*WHAT YOU NEED TO DO*
Write out the records below word for word, please.

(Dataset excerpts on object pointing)
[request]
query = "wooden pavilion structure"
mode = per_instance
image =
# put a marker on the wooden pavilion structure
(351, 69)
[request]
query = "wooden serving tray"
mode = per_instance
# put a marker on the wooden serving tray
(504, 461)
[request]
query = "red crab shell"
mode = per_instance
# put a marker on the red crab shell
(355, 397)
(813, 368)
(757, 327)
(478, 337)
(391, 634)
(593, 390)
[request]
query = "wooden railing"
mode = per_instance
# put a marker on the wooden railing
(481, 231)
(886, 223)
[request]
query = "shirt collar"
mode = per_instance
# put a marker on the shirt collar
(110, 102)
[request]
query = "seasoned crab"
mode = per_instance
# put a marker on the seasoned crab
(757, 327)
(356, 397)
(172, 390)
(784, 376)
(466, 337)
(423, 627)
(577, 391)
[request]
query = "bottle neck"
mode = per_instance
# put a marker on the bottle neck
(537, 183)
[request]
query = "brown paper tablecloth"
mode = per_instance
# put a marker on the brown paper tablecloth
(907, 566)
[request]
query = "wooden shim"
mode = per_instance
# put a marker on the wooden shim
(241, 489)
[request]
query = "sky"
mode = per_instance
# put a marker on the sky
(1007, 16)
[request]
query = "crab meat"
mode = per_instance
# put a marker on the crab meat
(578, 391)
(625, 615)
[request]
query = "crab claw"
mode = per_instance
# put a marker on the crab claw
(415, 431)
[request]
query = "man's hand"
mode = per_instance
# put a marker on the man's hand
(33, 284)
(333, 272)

*EXERCISE OUTPUT*
[request]
query = "wooden pavilion structure"
mode = per_instance
image =
# put a marker on the wooden pavilion structure
(351, 69)
[request]
query = "wooden serving tray"
mode = per_instance
# put a marker on the wooden serving tray
(504, 461)
[request]
query = "red crab shell"
mode = per_instance
# put a marker on the red crab shell
(355, 397)
(813, 368)
(757, 327)
(478, 337)
(391, 634)
(593, 390)
[request]
query = "wooden railing"
mode = per_instance
# put a marker on the wooden railing
(481, 231)
(886, 223)
[request]
query = "shirt collar"
mode = per_instance
# put a marker on the shirt collar
(110, 102)
[request]
query = "seasoned crab"
mode = per_instance
# put a marker on the seasoned crab
(757, 327)
(356, 397)
(172, 390)
(784, 376)
(466, 337)
(423, 627)
(577, 391)
[request]
query = "bottle neck"
mode = per_instance
# put a marker on the bottle neck
(537, 183)
[request]
query = "brown paper tablecloth"
mode = per_instance
# put a marker on the brown paper tablecloth
(907, 566)
[request]
query = "wooden shim"
mode = per_instance
# put a marker on the wooden shim
(241, 489)
[request]
query = "sky"
mode = per_instance
# put a marker on the sky
(1007, 16)
[request]
query = "crab meat"
mode = per_instance
# put a marker on the crab meat
(578, 391)
(625, 615)
[request]
query = "crab claw"
mode = per_instance
# put a marker on the crab claw
(415, 431)
[request]
query = "man's hand"
mode = per_instance
# put a marker on the man's hand
(33, 284)
(333, 272)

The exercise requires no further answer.